» DOCUMENT TEXT
CONTRIBUTOR: Irvine, Steven [faculty advisor, Department of Biological Sciences] DATE: 2006 SUBJECT: Biology FORMAT: Microsoft Word document, 4,143,616 bytes FORMAT: Microsoft PowerPoint presentation, 9,127,936 bytes 2006 URI Senior Honors Project


Ciona; ascidian; gene expression; Distal-less; homeobox


Several homeobox-containing genes related to Distal-less (Dlx/Dll) have been isolated from a wide variety of organisms and have been shown to function as developmental regulators. In Drosophila only one Distal-less gene has been identified so far, and in vertebrates many components of the Distal-less family have been characterized. This suggests that, during the evolution of the Chordate phylum, the Dlx genes arose from an ancestral Distal-less gene via gene duplication. Three Dll homeoboxes have been isolated from the protochordate Ciona intestinalis and their clustered arrangement has been described. Since Ciona is regarded as one of the most primitive extant chordates, the present analysis gives us an insight into how these fundamental biological genes are evolved or are conserved during chordate evolution. The goal of this project was to clone coding sequences from the DllA/DllB cluster of Ciona intestinalis in order to observe the gene expression using in situ hybridization. During my study of DllA and DllB genes in Ciona, I used various techniques including PCR, restriction digest, sticky-end ligation, and transformation, to obtain cDNA from each gene. These cDNAs, DNA copies of the mRNA sequences, were used to create digoxigenin-labeled antisense RNA probes by in vitro transcription with T7 RNA polymerase. The in-situ hybridization documented gene expression in the epithelial cells and neural tissue, which is consistent with the expression patterns found in other species. The DllA probe was expressed in the anterior epithelial tissue in mid-tail stage embryos, on the adhesive papillae of late-tail stage embryos, and the bilateral primordia of the atrial siphon of larvae. DllB probe in blastula through early tail stages showed expression patterns in epidermal and neuroectodermal cells.

[Stored records]
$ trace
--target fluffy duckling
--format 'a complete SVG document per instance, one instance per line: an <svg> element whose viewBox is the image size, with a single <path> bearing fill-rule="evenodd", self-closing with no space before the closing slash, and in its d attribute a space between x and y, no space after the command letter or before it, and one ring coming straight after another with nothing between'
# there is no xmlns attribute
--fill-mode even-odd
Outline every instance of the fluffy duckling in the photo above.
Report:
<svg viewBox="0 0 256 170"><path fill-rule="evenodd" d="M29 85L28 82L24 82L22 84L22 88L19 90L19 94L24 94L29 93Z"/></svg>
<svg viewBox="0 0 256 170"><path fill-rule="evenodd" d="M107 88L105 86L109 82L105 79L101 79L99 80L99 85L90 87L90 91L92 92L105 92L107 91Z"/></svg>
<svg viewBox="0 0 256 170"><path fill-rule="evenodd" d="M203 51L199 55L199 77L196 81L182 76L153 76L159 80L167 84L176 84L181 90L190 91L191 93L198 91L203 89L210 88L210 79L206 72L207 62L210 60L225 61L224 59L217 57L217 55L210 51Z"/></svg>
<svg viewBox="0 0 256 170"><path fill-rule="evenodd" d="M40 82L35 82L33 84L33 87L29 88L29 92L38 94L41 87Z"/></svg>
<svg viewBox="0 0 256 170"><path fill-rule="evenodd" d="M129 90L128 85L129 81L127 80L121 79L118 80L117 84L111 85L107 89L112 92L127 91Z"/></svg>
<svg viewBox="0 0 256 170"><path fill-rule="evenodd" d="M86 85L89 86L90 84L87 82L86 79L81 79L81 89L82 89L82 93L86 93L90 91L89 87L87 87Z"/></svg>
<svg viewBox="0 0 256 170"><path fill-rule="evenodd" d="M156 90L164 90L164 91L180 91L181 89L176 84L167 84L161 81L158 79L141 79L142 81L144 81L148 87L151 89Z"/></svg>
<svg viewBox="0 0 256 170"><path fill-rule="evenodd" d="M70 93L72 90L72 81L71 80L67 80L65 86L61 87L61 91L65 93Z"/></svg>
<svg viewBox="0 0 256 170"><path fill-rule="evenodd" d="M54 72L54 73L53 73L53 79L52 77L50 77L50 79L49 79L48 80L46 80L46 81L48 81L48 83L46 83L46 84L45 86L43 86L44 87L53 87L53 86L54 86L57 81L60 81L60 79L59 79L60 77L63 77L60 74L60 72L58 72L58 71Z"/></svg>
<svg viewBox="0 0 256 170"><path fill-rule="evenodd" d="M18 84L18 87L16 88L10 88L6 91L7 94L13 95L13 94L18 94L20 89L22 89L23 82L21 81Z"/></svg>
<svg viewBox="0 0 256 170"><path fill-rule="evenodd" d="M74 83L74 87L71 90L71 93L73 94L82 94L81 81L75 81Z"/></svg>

» PROBLEM
Do the following statements agree with the Ciona Distal-less gene abstract? Answer yes or no for each, quoting the words of the abstract that decide it: (a) Drosophila has so far been found to have only one Distal-less gene. (b) The DllB probe was expressed on the adhesive papillae of late-tail stage embryos. (c) The antisense RNA probes were made by in vitro transcription with T7 RNA polymerase. The rows have nothing to do with this.

» EXERCISE SOLUTION
(a) Yes: "In Drosophila only one Distal-less gene has been identified so far"
(b) No: "The DllA probe was expressed in the anterior epithelial tissue in mid-tail stage embryos, on the adhesive papillae of late-tail stage embryos"
(c) Yes: "digoxigenin-labeled antisense RNA probes by in vitro transcription with T7 RNA polymerase"